If there is a finite number of models, \(CV(m)\) is evaluated for all of them and the model \(m\) with the lowest value of \(CV(m)\) is chosen.
The main reason why we are usually interested in estimating the prediction performance is to select the best model out of several candidates, say \(m_1,\ldots, m_j\). \(CV(m)\) is evaluated for \(m=m_1,\ldots,m_n\) and the model with the lowest value of \(CV(m)\) is chosen.
The candidate models can be completely different, but often they differ only in a single tuning parameter (as we saw in the previous section). In that case, CV can be used to pick the value of the tuning parameter.
If the tuning parameter is continuous, one usually chooses a finite grid of values for the parameter, even though one opt to minimize \(CV(m)\) as a function of the tuning parameter by some optimization approach.
Example (Ridge Regression) The ridge regression estimator, for a fixed tuning parameter \(\lambda \geq 0\), is given as a solution to the following optimization problem: \[ \mathrm{arg \, min_\beta} \sum_{n=1}^N \big( y_n - x_n^\top \beta \big)^2 + \lambda \| \beta \|_2^2. \] Note: In practice, when the model contains the intercept as the first regressor, it is advisable not to penalize the first regression coefficient like above.

**RECORDED DATA**
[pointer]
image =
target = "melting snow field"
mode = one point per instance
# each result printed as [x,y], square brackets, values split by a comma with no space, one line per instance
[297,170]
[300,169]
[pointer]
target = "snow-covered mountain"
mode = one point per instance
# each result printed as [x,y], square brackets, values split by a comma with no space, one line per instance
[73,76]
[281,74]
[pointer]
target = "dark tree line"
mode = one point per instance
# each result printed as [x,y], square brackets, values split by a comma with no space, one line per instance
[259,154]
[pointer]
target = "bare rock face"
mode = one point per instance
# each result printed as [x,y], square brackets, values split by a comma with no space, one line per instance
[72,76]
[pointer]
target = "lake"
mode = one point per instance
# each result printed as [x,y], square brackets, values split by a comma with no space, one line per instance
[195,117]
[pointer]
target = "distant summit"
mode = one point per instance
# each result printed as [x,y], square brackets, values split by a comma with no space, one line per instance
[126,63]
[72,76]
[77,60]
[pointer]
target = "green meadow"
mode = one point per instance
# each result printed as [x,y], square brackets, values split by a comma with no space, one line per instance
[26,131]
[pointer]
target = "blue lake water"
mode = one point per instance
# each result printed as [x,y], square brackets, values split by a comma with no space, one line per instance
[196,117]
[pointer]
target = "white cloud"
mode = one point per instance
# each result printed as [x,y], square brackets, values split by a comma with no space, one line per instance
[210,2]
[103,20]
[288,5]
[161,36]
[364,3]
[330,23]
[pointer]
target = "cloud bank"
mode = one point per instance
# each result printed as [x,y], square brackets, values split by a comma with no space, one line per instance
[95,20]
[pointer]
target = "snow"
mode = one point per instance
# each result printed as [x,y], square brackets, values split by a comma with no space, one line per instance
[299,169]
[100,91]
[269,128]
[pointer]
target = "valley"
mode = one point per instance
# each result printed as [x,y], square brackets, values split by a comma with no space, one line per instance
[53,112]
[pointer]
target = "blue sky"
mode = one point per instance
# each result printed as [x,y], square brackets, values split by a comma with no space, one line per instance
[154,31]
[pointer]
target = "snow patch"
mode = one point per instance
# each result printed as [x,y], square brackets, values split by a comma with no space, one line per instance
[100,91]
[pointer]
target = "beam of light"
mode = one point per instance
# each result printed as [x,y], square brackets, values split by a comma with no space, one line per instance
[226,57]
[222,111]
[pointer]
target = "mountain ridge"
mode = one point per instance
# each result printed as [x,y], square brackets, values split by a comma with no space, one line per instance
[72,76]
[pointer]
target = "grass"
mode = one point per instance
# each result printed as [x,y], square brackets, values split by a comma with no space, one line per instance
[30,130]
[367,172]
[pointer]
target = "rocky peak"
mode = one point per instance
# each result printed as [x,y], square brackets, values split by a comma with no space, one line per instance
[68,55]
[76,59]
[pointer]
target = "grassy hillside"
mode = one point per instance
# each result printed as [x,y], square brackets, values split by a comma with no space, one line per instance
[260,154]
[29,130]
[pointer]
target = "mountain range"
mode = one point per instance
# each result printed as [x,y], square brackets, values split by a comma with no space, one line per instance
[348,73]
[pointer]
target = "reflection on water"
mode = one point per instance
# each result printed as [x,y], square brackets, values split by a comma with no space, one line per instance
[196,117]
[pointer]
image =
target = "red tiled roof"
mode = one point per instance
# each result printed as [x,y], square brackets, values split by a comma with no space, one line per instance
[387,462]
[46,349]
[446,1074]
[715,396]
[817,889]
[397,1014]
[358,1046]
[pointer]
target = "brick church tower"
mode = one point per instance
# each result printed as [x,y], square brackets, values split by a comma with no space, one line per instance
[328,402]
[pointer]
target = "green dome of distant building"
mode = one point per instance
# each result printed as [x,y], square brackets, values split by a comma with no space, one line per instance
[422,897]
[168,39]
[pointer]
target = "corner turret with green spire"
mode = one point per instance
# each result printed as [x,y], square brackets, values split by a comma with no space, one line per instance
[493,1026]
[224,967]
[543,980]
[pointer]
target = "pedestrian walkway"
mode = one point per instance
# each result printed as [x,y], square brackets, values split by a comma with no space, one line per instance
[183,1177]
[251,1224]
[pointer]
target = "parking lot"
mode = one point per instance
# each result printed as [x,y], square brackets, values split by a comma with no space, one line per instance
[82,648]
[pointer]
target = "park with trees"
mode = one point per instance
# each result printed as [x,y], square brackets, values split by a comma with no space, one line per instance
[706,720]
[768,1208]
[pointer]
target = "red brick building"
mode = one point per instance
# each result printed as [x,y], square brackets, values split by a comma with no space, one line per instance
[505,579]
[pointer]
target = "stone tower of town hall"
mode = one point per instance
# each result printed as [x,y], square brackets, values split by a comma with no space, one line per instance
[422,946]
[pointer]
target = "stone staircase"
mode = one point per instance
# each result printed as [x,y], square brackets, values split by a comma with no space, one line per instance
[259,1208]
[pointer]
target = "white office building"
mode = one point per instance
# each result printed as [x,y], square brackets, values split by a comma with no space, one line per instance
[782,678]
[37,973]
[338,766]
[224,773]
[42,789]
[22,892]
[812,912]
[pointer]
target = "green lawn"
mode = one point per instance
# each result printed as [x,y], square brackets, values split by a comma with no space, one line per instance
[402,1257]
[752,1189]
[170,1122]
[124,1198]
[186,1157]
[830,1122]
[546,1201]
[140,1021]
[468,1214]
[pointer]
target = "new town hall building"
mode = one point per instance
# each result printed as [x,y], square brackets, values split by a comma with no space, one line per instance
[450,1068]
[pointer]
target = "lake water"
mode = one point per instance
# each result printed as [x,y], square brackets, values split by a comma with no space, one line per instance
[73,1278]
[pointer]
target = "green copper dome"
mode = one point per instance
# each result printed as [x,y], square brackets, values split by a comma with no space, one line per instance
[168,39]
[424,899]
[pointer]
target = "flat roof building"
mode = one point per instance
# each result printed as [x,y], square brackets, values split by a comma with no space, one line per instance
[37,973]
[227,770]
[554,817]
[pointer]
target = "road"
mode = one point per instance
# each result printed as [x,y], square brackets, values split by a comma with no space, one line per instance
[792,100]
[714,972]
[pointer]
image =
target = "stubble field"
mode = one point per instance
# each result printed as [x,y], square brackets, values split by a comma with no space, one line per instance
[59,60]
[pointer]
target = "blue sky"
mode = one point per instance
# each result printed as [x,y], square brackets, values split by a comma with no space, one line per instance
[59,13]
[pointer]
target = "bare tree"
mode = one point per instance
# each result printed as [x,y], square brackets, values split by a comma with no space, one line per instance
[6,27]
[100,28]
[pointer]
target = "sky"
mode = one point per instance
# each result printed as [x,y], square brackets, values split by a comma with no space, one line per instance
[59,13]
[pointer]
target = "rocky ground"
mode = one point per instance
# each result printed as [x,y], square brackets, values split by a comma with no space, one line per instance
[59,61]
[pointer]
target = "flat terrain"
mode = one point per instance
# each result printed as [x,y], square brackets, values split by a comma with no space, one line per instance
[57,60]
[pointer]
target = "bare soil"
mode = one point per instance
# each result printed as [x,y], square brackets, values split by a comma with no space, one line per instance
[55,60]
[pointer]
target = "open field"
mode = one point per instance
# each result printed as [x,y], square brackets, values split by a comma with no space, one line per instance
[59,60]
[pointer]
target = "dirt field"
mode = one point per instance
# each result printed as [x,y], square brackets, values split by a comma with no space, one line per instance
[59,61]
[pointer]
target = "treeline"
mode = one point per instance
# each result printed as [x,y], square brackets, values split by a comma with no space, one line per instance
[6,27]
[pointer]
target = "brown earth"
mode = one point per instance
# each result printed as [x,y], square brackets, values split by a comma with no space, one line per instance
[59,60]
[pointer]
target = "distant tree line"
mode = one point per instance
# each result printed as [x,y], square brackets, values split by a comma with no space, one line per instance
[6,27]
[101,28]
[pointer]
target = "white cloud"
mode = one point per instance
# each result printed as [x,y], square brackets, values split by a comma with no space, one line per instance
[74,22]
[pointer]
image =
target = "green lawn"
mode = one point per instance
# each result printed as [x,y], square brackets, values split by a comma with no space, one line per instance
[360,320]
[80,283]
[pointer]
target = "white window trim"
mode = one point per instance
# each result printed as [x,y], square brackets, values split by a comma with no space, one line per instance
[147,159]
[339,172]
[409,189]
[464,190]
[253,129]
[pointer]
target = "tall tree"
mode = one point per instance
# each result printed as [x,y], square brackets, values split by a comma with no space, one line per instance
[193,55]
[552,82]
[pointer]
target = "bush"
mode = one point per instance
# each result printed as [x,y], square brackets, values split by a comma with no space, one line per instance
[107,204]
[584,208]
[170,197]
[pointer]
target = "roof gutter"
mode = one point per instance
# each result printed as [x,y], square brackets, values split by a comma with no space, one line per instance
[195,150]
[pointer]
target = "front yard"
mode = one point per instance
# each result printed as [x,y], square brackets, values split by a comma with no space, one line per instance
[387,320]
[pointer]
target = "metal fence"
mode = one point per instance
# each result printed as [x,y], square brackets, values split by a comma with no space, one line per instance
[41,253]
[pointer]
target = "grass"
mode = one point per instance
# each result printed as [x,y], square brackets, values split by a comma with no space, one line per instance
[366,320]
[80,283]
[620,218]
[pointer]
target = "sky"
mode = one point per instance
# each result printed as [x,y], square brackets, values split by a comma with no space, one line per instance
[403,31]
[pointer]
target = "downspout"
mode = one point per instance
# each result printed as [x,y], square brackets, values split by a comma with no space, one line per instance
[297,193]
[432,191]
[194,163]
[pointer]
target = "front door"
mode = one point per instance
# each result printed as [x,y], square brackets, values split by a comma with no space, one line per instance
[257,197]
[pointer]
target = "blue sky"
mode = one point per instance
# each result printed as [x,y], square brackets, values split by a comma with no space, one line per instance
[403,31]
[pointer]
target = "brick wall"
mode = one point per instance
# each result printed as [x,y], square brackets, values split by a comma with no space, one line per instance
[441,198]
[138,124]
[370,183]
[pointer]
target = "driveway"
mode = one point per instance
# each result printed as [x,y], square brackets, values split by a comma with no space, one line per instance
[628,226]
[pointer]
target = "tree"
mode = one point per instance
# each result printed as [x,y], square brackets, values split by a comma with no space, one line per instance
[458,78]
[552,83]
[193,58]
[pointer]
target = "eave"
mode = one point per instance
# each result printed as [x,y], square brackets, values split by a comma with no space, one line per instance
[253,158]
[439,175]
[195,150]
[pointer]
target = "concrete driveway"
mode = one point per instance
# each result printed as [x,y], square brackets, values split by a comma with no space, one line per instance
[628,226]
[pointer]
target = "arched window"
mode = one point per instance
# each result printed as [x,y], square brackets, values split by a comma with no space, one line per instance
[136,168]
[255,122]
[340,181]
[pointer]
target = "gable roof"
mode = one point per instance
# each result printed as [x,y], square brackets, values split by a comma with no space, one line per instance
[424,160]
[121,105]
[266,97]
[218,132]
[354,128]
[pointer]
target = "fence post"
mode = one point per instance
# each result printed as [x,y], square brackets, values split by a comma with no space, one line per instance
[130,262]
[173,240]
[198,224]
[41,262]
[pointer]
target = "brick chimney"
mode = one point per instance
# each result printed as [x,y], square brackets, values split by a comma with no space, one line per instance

**TASKS**
**A)** Copy the cross-validation passage word for word, beginning at the words "The main reason" and stopping after "some optimization approach.".
**B)** Write the next part of the cross-validation passage, picking up after its last sentence.

**PER-TASK ANSWERS**
**A)**
The main reason why we are usually interested in estimating the prediction performance is to select the best model out of several candidates, say \(m_1,\ldots, m_j\). \(CV(m)\) is evaluated for \(m=m_1,\ldots,m_n\) and the model with the lowest value of \(CV(m)\) is chosen.
The candidate models can be completely different, but often they differ only in a single tuning parameter (as we saw in the previous section). In that case, CV can be used to pick the value of the tuning parameter.
If the tuning parameter is continuous, one usually chooses a finite grid of values for the parameter, even though one opt to minimize \(CV(m)\) as a function of the tuning parameter by some optimization approach.

**B)**
The reason for adding the penalty term in the formula above (as compared to ordinary least squares, OLS) is to cope with multicollinearity. When the number of regressors (the dimension of \(x\)’s) is large, so is \(\beta\), and estimating a lot of parameters (with our finite sample) will lead to large variance in estimation. We know that the OLS estimator (i.e. when \(\lambda = 0\)) is the best (lowest-variance) linear unbiased estimator. Taking \(\lambda > 0\) introduced some estimation bias, but reduces variance, see the plot below. It can be rigorously shown that there is a whole range of \(\lambda\)’s (specifically \((0,\lambda_0)\), where \(\lambda_0\) depends on the magnitude of the true \(\beta\) and the noise level) for which the mean squared error of the ridge estimator will be better than that for OLS. This may or may not mean also better prediction, but in practice ridge regression performs better than OLS with respect to prediction as well, and a good value of \(\lambda\) w.r.t. prediction can be selected by CV.
Note: One should keep in mind that CV as described above is aimed at prediction. It can actually be shown that it is inconsistent for model selection (see here).
The plot above shows the bias-variance trade-off which is often controlled by the tuning parameter. Think about where OLS is on that plot, and where increasing \(\lambda\) in ridge regression takes us. Also think about what is happening with local regression as the bandwidth increases.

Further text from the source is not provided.